- _EXERCISE REQUIREMENTS_
Print the data exactly, leaving nothing out.

START EXCERPTED DATA

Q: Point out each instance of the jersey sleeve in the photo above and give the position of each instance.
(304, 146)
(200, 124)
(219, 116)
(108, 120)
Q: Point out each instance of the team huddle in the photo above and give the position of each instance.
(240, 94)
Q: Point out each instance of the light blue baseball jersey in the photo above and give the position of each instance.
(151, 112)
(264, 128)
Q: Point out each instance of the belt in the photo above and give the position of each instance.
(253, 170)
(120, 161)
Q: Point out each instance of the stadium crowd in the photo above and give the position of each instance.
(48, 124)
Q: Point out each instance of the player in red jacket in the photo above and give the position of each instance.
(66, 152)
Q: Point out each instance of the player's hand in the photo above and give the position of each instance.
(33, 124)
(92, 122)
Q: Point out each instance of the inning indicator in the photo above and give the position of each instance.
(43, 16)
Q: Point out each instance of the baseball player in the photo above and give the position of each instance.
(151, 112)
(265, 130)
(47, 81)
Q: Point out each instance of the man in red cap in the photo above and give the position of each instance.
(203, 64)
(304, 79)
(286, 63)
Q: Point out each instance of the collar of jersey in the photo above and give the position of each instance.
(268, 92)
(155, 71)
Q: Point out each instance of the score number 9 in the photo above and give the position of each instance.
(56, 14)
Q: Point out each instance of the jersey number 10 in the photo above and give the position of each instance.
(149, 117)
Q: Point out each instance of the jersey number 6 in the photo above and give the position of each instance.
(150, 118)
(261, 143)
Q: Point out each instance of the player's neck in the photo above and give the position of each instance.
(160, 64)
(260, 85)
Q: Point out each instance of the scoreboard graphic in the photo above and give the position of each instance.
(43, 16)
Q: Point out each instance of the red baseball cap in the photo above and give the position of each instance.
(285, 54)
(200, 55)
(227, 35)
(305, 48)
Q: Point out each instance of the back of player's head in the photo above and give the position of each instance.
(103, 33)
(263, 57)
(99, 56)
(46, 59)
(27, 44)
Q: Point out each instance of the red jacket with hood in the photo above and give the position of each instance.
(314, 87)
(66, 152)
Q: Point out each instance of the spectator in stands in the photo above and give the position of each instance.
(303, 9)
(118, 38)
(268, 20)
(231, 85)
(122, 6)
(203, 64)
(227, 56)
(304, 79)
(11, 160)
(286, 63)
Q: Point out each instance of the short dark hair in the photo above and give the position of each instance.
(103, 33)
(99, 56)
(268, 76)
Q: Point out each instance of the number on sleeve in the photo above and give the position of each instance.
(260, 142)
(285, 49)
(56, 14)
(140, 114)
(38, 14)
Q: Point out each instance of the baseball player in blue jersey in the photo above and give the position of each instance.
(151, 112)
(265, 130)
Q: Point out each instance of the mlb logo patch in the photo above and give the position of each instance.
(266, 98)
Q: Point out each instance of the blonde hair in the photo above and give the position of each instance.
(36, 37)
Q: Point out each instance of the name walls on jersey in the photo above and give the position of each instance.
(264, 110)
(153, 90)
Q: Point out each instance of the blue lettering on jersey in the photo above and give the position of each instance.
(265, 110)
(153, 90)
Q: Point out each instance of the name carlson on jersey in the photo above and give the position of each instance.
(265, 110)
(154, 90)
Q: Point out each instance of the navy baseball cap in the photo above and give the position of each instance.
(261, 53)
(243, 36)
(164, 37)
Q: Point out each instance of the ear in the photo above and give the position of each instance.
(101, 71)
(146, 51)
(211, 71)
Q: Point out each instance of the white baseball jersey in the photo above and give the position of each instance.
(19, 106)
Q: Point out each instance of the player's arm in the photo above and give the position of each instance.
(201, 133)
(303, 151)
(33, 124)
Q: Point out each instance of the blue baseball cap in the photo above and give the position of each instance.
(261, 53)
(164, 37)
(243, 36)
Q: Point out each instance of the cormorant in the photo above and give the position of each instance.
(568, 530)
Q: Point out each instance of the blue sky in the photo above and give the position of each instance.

END EXCERPTED DATA

- _SOLVED PROBLEM_
Q: Point out each instance of the jersey sleeve in the photo above and give the position of each instance.
(304, 146)
(200, 124)
(219, 116)
(108, 120)
Q: Point out each instance of the team huddle in the photo above and give the position of each instance.
(240, 94)
Q: Point out each instance of the light blue baseball jersey in the photo above and give the position of each instance.
(151, 112)
(264, 128)
Q: Point out each instance of the belt in the photo above and give the position of each instance.
(253, 170)
(120, 161)
Q: Point out each instance of the stadium crowd in the photo above and give the position of each instance.
(48, 124)
Q: Point out each instance of the player in red jacket in the photo above and give the position of each instance.
(66, 152)
Q: Point out each instance of the player's hand in the photo above and give the position of each instance.
(33, 124)
(92, 122)
Q: Point out each instance of the inning indicator in the photo above and give the position of each instance.
(43, 16)
Q: Point out each instance of the baseball player in the photo above and give the position of each instance.
(151, 112)
(265, 130)
(47, 81)
Q: Point out each instance of the man in red cap in the photo above and give the position of each instance.
(203, 64)
(304, 79)
(286, 63)
Q: Point out each instance of the collar of jersey in the photo above and give the position of each instance.
(268, 92)
(155, 71)
Q: Point out each instance of the score number 9 in the photo above and give the position of each instance.
(56, 14)
Q: Point out each instance of the jersey number 10 in the photo above and give the position of each instance.
(149, 117)
Q: Point out each instance of the jersey number 6 in the photo above and give the position of each instance.
(150, 118)
(261, 143)
Q: Point out each instance of the player's neck in the photo above and give the position of each instance.
(160, 64)
(260, 85)
Q: Point out each instance of the scoreboard graphic in the photo above and give the position of each instance.
(43, 16)
Q: Point out each instance of the red baseball cap in the photo above and give the position of each instance.
(285, 54)
(200, 55)
(227, 35)
(305, 48)
Q: Point out each instance of the back of player's head in the photo above and give the position of each instance.
(103, 33)
(263, 57)
(99, 56)
(46, 59)
(27, 44)
Q: Point out each instance of the red jacket with hood in the photo above and give the position of each instance.
(314, 87)
(66, 152)
Q: Point out each instance of the spectator in stands in the photo above and give the position of each instance.
(303, 9)
(118, 38)
(268, 20)
(231, 85)
(122, 6)
(203, 64)
(227, 56)
(304, 79)
(11, 160)
(286, 63)
Q: Point out each instance of the short dark hair in the photo above and give the position of each instance.
(103, 33)
(99, 56)
(268, 76)
Q: Point out each instance of the number on sleeve in the photo above and give the position of each instance.
(260, 142)
(285, 49)
(56, 14)
(140, 114)
(38, 14)
Q: Point out each instance of the baseball player in blue jersey in the photo above and give the position of each instance.
(151, 112)
(265, 130)
Q: Point out each instance of the mlb logo patch in the photo above and give the position of each instance.
(266, 98)
Q: Point out each instance of the blonde hair in the photo above and give the position of each instance.
(36, 37)
Q: Point out each instance of the name walls on jersey in the photo above and give the position of each instance.
(264, 110)
(153, 90)
Q: Point out each instance of the blue lettering on jersey in the photo above and give the position of each instance.
(265, 110)
(153, 90)
Q: Point out each instance of the name carlson on jersey in the photo above and give the position of each instance.
(265, 110)
(154, 90)
Q: Point out each instance of the navy baseball cap in the photo above and give the position of each instance.
(261, 53)
(243, 36)
(164, 37)
Q: Point out each instance of the ear in the photo above and give the position of each instance.
(101, 71)
(146, 51)
(211, 71)
Q: Point out each instance of the white baseball jersey in the photo above and give the position of each instance.
(19, 106)
Q: Point out each instance of the player's arm in the photo above and give the position of each instance.
(201, 133)
(303, 151)
(33, 124)
Q: Point out each instance of the blue baseball cap in the photo above and give the position of each instance.
(261, 53)
(164, 37)
(243, 36)
Q: Point out each instance of the cormorant in the photo above and give the position of each instance.
(568, 530)
Q: Point out each instance of the blue sky in the photo above and give the position of each instance.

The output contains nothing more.